Directions =>
1 - Echo the passage of the SEPIC converter text that begins at the words "where, the PV" and ends after the words "photo voltaic output.".
2 - According to the SEPIC converter text, which controller accomplishes grid synchronization?
3 - Continue the SEPIC converter text from its final sentence.

Page text =>
* Start *

A modified MPPT technique is utilized for SEPIC converter with fuzzy logic control for limiting the voltage variation [13-16]. A PV fed SEPIC converter is presented with fuzzy controller [17]. Fuzzy is used for maintaining the voltage as constant at various load conditions. A modified technique for solar PV voltage tracking is utilized with SEPIC convertor. Incremental conductance technique is utilized for MPPT and implemented in MATLAB [18, 19]. The performance of the system with respect to THD & Output efficiency is differentiated by the converter [19]. Hence the desired output voltage is gained by setting the output voltage [20]. Though there are a number of developed methods and modified techniques, each of them has lacked in a certain criterion. Hence in this work, a single-phase PV integrated grid with SEPIC converter is analyzed, in which a closed loop control is executed by cuckoo search-based optimization thereby retaining the link voltage. Grid synchronization is also accomplished by a PI controller.

The organization of the paper is as follows: the description of the proposed system is given in section 2 and in section 3, the analysis of the PV model; the proposed converter and its control algorithm are presented. The results and discussion of the proposed work are given under section 4, with the conclusion following in section 5.

A) Modelling of PV Panel

A traditional PV system is presented in Figure 3.

3.png

Figure 3. Model for one diode PV system

where, the PV current is denoted as l_PV, diode current is denoted as I_D, the resistance in series is denoted as R_s the resistance in shunt is denoted as R_sh, the output current is denoted as I and the output of PV voltage is denoted as V.

Photo Voltaic panel current is given below;

$I=I_{P V}-I_{O}\left[e^{\frac{\left(v+R_{S} I\right)}{V_{k} \propto}-1}\right]-\frac{V+I R_{S}}{R_{S h}}$               (1)

where, I_O represents PV saturation current, V_k represents the high thermal voltage and $\alpha$ represents the ideality constant of diode.

Four Photo Voltaic panels are used in this proposed method. SEPIC converter is fed by the obtained photo voltaic output.

B) SEPIC Converter

The input voltage can be increased or decreased through a converter known as SEPIC Converter. This is basically a boost converter, in which the operation is differentiated in two modes. They are:

•  CCM
•  DCM

CCM

In this mode, the current in the inductors L₁ and L₂ is constant and never drops to zero, which prevents the inductance from fully discharged. C_in is equal to that of V_in during the steady state operation of SEPIC converter and the current flowing through C_in is 0A. Output load is independent of V_in and is equivalent to the average current of L_2.

* End *

Data excerpt =>
* Start *

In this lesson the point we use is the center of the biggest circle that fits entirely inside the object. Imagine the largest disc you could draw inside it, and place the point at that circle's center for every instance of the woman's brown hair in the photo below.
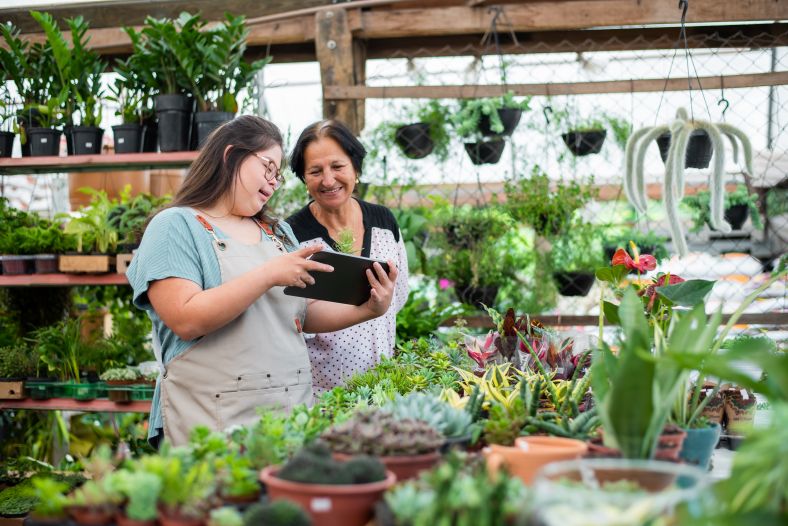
(211, 175)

* End *

Responses to the exercise =>
1 -
where, the PV current is denoted as l_PV, diode current is denoted as I_D, the resistance in series is denoted as R_s the resistance in shunt is denoted as R_sh, the output current is denoted as I and the output of PV voltage is denoted as V.

Photo Voltaic panel current is given below;

$I=I_{P V}-I_{O}\left[e^{\frac{\left(v+R_{S} I\right)}{V_{k} \propto}-1}\right]-\frac{V+I R_{S}}{R_{S h}}$               (1)

where, I_O represents PV saturation current, V_k represents the high thermal voltage and $\alpha$ represents the ideality constant of diode.

Four Photo Voltaic panels are used in this proposed method. SEPIC converter is fed by the obtained photo voltaic output.

2 - A PI controller.

3 -
In CCM, sum of voltage across the energy storage element of SEPIC converter has been equivalent with input voltage (input and output filter capacitors C_in and C_o are excluded) which is given below,

$V_{\text {in }}=V_{L 1}+V_{C i n}+V_{L 2}$                  (2)

Here the average voltage across C_in is same as V_in,

$\mathrm{V}_{\mathrm{L} 1}=-\mathrm{V}_{\mathrm{L} 2}$               (3)

In steady state, CCM of SEPIC converter takes place in two ways based on the ON and OFF state of switch S. To study the function of SEPIC converter in CCM, it is essential to know the condition of switch S.

ON state of switch S

Figure 4 explains the function of SEPIC converter in the ON state of switch S. In steady state, no current has been flowed through the filter capacitors C_in and C_o till they are discharged. Ripple in the SEPIC’s converters input and output voltages becomes zero when the capacitance C_in and C_o are large.

4.png

Figure 4. Switch on condition

During the first half-switching cycle i.e., in ON state, the current through L₁ and L₂ have increased both in positive and negative direction. Here L₁ and L₂ have charged and discharged through V_in and C_in. In the short period of time, the switch S remains closed, at this instant, the instantaneous voltage across C_in is equal to V_in. V_L1 and V_L2 are equal with magnitude V_in.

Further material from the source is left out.